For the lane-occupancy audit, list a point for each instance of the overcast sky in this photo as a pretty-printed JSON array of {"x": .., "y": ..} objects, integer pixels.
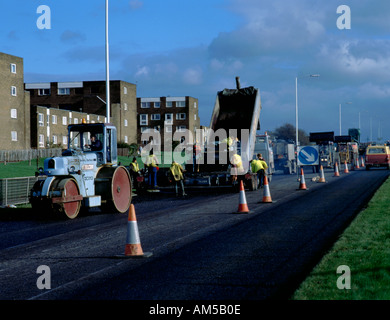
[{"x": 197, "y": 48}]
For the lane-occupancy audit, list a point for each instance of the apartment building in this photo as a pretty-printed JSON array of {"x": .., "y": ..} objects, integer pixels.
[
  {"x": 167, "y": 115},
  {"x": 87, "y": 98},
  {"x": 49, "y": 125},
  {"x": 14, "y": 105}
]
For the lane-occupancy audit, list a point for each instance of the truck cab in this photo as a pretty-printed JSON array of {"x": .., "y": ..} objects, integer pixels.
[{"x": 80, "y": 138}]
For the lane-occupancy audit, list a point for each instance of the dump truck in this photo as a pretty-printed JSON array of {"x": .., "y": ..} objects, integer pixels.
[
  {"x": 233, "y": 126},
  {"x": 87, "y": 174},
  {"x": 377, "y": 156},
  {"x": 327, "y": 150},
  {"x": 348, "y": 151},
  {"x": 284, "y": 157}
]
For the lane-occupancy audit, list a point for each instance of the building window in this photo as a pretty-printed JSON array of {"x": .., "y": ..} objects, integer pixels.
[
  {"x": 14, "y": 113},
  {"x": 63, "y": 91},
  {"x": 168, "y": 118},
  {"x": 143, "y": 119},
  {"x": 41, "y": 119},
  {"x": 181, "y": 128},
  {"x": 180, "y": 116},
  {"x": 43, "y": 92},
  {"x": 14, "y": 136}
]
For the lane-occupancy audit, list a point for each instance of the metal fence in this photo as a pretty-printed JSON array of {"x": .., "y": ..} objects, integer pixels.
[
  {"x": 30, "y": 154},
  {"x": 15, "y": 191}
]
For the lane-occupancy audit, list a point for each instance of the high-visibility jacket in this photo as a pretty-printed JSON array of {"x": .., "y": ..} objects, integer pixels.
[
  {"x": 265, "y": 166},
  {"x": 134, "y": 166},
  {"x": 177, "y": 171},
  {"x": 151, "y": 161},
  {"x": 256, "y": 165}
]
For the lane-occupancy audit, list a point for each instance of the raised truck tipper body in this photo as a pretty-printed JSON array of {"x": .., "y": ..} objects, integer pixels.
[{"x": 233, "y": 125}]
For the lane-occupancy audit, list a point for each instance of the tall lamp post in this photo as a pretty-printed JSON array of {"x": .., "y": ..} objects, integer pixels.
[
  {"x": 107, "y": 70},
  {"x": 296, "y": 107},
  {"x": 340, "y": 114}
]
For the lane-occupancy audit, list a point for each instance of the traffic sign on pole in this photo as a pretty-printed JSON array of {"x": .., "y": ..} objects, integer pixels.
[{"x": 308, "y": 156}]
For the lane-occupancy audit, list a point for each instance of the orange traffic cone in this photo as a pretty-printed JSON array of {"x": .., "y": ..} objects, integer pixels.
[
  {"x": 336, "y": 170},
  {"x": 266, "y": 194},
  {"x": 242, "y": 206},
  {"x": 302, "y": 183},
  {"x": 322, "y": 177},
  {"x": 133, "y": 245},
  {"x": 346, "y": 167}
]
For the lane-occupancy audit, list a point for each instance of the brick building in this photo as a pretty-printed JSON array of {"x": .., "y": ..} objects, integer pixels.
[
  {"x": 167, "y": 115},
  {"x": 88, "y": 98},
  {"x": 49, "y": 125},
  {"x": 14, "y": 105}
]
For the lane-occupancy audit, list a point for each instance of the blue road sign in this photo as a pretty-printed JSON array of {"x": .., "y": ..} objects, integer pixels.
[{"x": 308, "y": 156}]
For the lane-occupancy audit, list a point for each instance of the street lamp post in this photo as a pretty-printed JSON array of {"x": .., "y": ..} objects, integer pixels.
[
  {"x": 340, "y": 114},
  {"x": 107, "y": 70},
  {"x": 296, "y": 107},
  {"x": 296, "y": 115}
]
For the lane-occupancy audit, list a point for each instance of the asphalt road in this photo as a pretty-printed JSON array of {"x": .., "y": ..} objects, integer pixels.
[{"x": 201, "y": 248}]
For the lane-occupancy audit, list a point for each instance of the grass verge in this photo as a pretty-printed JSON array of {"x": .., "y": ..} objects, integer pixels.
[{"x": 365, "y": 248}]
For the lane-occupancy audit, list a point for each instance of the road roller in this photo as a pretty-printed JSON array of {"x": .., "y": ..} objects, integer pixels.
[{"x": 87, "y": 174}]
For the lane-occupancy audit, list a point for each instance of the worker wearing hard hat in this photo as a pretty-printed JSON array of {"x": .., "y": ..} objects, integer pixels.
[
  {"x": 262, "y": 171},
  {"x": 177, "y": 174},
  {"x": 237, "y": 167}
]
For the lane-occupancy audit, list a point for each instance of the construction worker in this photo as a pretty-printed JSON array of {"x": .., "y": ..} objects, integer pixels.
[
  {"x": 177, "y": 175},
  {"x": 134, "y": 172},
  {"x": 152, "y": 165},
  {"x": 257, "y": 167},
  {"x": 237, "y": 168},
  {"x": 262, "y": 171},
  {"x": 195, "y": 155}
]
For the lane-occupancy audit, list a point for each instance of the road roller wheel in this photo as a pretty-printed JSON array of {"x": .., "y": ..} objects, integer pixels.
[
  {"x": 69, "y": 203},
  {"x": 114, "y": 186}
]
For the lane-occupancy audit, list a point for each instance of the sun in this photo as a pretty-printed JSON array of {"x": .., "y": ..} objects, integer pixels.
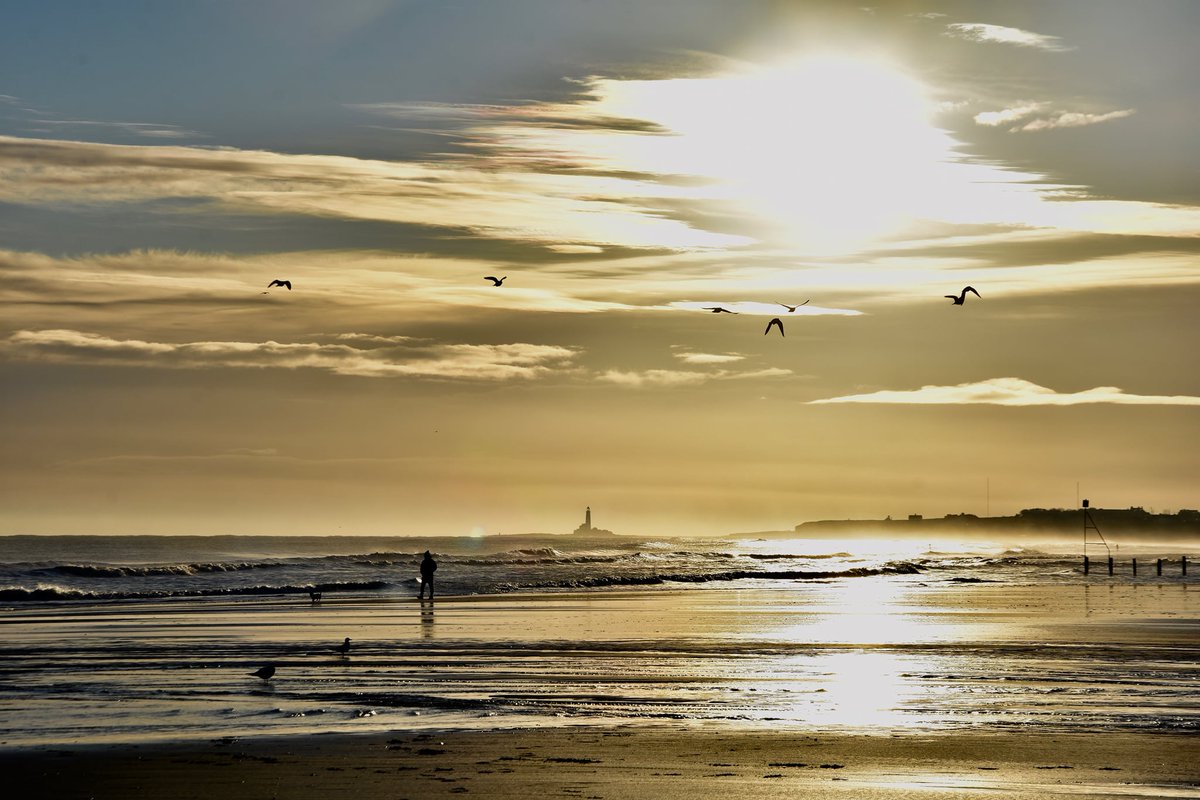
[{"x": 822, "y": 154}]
==
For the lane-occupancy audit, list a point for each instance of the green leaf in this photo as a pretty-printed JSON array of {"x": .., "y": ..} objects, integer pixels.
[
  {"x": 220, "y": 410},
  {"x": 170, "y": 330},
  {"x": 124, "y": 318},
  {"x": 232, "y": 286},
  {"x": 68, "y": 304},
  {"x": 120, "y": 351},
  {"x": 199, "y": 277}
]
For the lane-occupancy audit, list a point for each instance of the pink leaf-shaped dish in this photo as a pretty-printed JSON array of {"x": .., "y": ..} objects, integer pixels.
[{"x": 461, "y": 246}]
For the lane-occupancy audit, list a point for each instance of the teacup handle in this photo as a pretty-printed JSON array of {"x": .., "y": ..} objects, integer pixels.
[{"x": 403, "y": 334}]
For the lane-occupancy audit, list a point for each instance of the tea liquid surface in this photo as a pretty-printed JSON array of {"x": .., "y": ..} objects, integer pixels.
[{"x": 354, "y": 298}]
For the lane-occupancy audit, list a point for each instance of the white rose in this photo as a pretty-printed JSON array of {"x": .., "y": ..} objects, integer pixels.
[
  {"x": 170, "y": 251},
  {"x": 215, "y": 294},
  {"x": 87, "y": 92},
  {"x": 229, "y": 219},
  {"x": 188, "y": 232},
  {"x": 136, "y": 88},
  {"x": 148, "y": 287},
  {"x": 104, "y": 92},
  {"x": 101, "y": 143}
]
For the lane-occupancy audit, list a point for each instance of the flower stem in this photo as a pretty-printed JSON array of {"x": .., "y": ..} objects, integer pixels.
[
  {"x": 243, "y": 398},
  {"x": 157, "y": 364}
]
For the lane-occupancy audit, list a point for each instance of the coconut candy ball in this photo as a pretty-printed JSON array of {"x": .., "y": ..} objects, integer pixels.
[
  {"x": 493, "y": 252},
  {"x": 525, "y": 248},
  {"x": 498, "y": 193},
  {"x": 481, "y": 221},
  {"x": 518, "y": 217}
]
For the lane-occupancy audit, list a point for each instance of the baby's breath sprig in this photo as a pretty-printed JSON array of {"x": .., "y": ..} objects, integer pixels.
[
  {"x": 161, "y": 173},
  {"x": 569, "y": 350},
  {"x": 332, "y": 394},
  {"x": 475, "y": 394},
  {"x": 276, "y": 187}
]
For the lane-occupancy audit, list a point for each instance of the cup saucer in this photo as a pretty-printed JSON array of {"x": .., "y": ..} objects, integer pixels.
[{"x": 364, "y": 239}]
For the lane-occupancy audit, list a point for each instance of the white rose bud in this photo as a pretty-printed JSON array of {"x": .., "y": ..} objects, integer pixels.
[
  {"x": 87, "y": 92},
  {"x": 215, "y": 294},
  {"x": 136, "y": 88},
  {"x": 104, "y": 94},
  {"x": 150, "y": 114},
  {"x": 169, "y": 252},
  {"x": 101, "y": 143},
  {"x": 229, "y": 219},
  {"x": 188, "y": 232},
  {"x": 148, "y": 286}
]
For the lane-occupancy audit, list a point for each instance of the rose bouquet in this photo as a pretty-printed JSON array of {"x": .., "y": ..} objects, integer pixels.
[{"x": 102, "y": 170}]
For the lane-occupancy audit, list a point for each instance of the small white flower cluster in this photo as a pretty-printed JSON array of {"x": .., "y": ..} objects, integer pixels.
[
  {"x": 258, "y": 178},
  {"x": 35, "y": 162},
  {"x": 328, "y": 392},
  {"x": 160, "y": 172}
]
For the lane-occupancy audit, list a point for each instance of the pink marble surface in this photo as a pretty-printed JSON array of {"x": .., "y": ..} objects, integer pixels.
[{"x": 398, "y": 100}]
...
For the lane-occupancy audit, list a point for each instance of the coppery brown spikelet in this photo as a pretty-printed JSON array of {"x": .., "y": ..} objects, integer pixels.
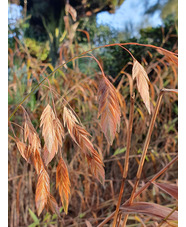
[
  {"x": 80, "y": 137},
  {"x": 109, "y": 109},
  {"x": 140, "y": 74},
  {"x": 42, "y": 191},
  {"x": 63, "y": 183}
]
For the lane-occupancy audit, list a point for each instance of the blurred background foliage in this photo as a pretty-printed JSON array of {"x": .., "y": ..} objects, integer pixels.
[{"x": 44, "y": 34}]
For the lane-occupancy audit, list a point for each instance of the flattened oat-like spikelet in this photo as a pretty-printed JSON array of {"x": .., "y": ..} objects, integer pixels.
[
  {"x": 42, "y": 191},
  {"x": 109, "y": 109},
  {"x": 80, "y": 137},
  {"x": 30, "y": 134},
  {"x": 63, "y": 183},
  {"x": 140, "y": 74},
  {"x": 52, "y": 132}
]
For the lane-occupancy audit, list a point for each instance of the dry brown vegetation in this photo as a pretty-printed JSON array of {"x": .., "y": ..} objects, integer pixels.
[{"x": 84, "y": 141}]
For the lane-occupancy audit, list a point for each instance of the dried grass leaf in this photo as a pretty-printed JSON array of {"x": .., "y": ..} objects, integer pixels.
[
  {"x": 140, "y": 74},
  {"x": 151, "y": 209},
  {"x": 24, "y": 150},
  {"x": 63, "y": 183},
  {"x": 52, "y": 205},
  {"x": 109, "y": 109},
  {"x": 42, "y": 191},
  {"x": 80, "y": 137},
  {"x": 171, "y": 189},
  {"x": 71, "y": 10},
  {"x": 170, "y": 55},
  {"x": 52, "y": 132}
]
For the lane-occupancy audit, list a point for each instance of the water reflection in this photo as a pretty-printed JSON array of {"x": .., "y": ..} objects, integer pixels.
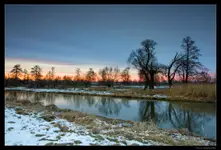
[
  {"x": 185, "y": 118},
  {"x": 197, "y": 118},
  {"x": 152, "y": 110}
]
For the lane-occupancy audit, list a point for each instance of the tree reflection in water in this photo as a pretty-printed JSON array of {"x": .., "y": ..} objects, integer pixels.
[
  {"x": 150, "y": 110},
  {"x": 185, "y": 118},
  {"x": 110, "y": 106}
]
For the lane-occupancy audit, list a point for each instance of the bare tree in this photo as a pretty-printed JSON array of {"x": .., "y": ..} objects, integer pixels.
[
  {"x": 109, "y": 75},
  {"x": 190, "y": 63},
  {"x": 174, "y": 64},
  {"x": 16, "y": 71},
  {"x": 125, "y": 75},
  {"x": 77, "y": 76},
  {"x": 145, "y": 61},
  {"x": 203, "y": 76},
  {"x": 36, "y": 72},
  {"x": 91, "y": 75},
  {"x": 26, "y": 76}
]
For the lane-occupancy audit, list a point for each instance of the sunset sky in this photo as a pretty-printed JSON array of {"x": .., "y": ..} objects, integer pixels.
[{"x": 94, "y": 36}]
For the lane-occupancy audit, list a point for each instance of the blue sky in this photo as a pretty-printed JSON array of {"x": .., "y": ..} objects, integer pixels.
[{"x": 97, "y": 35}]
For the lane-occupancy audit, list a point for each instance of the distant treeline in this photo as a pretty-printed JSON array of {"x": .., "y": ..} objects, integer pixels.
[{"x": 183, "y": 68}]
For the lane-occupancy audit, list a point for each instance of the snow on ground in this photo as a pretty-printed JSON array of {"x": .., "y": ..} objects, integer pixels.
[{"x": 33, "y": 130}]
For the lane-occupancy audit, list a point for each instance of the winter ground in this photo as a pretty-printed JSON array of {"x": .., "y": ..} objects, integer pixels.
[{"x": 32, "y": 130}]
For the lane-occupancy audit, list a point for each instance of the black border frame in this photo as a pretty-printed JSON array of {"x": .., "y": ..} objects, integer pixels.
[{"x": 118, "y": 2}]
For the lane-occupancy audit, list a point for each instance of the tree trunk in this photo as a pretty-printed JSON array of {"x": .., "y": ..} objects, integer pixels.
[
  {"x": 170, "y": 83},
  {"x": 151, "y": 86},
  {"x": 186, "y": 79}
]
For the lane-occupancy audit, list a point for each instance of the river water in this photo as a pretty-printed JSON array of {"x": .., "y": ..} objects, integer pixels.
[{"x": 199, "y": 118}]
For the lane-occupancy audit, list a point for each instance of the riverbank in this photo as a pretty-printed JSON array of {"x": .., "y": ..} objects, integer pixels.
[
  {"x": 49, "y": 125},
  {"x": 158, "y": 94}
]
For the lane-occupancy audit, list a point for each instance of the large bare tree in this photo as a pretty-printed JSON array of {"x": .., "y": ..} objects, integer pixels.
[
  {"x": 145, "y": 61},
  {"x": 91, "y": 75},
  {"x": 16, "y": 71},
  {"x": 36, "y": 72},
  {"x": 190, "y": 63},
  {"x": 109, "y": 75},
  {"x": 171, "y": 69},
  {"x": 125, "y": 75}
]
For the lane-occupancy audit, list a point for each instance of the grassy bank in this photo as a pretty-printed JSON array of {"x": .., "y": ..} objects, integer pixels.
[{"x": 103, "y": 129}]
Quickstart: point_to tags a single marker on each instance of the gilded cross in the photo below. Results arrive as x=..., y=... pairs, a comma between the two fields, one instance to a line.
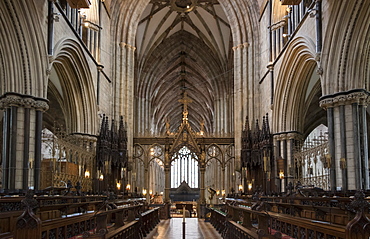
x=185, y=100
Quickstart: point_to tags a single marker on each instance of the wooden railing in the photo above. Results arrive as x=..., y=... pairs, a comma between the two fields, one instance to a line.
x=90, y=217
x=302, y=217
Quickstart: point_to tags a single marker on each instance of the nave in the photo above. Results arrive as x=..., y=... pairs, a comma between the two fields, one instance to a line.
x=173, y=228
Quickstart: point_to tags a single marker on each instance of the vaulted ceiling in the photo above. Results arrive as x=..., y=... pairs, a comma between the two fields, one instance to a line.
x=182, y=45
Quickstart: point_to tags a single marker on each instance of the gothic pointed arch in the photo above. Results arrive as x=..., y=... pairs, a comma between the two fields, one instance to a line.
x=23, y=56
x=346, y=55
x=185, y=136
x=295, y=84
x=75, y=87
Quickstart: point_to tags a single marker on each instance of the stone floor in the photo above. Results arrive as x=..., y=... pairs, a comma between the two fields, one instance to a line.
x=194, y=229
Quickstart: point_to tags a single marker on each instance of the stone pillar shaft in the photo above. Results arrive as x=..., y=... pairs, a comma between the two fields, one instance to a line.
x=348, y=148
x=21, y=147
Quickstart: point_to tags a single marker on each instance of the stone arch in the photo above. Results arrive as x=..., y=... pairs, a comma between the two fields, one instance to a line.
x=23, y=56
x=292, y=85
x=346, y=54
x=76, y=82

### TASK DESCRIPTION:
Show every line of the items above that contains the word "roller". Case counts.

### RESPONSE TO THE TASK:
For the lane-occupancy audit, list a point for each instance of the road roller in this photo as a pretty-printed JSON array of {"x": .., "y": ..} objects, integer pixels.
For the lane-occupancy audit, list a point for each instance of the road roller wheel in this photo as a pretty-printed JSON array of {"x": .., "y": ..} objects, integer pixels.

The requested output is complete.